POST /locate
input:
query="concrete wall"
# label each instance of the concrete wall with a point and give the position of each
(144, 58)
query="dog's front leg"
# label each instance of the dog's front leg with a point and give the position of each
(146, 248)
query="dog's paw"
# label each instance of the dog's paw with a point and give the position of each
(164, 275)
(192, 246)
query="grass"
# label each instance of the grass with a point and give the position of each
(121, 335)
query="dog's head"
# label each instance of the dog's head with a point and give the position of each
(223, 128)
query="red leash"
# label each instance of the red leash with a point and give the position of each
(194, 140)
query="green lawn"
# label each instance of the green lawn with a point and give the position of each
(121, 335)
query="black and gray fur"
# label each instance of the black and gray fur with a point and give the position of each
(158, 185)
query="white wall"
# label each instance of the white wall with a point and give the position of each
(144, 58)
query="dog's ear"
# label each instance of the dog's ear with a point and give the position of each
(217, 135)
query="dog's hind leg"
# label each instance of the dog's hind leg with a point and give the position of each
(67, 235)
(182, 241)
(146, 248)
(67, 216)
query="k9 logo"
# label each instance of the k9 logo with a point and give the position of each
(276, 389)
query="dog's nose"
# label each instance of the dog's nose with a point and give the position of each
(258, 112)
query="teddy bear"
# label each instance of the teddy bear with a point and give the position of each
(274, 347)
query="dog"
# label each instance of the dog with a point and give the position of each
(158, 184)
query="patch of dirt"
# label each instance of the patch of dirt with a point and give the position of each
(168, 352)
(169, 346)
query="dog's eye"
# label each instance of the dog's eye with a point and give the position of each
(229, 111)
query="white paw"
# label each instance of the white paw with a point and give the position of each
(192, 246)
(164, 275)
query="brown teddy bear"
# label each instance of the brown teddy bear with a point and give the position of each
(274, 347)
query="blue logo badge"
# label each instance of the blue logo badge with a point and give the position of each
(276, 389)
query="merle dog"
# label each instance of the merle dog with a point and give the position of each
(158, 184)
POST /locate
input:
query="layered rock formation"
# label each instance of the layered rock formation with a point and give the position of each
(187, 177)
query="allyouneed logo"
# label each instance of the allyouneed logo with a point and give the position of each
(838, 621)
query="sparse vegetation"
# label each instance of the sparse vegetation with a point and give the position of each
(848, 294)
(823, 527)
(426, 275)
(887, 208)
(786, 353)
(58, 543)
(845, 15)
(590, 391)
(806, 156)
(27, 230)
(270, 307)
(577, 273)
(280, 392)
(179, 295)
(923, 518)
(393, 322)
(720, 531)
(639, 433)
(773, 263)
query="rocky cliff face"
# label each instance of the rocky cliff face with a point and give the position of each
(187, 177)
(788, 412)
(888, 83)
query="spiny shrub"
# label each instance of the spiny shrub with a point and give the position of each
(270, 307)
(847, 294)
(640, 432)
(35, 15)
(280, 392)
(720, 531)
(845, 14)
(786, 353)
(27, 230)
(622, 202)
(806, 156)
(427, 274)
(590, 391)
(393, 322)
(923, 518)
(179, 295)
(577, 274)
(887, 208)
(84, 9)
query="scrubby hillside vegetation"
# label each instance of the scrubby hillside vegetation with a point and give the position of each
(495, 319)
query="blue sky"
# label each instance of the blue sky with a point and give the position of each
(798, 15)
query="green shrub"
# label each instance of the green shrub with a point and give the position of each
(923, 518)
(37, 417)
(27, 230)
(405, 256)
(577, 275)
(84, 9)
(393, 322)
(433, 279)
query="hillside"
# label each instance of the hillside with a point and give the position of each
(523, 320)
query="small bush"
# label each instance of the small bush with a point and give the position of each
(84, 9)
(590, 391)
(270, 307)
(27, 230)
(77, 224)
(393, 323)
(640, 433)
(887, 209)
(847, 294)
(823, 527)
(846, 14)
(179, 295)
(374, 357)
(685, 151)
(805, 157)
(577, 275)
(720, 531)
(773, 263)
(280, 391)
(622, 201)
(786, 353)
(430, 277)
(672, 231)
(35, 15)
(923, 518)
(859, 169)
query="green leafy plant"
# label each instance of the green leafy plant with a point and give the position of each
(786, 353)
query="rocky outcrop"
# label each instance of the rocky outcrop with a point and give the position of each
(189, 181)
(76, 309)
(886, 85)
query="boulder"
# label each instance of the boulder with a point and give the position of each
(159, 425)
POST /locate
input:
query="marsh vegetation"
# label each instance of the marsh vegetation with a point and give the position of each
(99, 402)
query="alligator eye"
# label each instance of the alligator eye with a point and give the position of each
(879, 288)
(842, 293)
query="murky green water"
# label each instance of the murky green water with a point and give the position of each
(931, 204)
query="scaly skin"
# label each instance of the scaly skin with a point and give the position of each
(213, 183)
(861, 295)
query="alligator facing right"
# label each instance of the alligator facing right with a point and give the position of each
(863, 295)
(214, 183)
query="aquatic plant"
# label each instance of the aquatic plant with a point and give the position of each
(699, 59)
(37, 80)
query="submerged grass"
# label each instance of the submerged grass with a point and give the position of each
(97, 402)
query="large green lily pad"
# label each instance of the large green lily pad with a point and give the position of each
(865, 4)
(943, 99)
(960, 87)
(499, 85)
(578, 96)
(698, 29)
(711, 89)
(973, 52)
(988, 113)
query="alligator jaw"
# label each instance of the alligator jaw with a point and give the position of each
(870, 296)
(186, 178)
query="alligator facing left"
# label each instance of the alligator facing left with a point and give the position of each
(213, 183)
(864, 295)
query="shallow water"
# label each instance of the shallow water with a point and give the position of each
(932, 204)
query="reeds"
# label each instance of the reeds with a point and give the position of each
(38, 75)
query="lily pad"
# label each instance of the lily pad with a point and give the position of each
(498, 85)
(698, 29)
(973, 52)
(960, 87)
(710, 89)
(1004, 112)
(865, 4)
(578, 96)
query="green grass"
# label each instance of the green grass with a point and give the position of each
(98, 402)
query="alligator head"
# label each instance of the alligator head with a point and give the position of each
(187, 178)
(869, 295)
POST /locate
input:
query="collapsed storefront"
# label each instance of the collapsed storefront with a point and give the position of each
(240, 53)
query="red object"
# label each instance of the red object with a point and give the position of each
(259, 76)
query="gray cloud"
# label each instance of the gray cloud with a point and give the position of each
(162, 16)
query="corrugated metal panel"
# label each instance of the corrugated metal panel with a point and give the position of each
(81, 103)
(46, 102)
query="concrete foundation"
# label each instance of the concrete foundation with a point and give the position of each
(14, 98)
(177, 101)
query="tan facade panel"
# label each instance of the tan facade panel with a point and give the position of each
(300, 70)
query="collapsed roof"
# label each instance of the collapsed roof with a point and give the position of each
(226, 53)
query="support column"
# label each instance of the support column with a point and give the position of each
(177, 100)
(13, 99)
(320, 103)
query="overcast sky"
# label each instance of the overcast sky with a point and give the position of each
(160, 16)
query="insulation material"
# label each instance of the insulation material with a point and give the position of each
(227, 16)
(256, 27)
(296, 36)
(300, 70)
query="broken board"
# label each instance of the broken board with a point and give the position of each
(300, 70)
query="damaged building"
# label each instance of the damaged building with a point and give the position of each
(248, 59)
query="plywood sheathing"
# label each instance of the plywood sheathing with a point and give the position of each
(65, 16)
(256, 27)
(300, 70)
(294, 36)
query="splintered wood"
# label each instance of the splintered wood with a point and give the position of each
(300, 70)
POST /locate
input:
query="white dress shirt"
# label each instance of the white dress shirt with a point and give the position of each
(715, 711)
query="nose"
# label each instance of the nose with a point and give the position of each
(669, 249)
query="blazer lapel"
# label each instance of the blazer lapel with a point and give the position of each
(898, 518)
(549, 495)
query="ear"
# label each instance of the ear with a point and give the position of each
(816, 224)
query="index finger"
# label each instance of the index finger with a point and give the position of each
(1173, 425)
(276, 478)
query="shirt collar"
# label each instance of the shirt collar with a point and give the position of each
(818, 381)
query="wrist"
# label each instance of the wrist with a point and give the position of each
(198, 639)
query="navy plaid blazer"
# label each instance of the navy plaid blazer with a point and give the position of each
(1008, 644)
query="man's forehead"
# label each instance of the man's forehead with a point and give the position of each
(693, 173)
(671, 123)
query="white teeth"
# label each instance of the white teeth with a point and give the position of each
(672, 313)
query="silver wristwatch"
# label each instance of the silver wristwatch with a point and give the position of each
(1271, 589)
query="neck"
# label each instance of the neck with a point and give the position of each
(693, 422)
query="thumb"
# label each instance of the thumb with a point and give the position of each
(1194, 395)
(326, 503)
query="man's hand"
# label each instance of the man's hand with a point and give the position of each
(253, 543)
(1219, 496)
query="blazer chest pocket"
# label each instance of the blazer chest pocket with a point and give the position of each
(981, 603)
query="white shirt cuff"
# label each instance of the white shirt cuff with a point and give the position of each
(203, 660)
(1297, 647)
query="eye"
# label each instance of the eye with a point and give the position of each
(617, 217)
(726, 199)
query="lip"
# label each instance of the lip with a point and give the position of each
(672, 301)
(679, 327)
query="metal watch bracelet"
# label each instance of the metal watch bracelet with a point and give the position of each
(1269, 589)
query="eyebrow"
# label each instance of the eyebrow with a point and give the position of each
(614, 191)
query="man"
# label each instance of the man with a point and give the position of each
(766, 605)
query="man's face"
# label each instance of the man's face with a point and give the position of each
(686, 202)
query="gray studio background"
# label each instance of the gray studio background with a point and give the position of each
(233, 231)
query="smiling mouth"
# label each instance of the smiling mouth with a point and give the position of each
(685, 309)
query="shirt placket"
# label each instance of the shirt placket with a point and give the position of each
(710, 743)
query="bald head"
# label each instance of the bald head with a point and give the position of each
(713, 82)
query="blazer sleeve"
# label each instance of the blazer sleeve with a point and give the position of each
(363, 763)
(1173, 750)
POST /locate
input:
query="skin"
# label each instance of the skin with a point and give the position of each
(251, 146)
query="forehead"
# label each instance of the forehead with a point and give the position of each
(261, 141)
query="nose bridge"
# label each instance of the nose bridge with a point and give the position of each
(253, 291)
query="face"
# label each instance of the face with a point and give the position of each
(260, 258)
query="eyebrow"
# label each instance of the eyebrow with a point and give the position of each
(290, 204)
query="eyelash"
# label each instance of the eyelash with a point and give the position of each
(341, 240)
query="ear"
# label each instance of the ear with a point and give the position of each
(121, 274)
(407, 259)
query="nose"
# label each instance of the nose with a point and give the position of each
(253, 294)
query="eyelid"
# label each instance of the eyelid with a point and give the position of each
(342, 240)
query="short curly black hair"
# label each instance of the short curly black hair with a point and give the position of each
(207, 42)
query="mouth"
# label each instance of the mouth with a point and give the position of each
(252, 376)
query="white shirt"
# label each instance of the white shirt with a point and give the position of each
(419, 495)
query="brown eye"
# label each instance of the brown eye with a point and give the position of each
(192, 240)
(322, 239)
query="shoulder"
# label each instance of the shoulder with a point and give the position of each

☆ ☆ ☆ ☆ ☆ ☆ ☆

### Brief
How many lines of the records above contain the string "lawn"? Match case exactly and reply with the number alone.

### Worked solution
2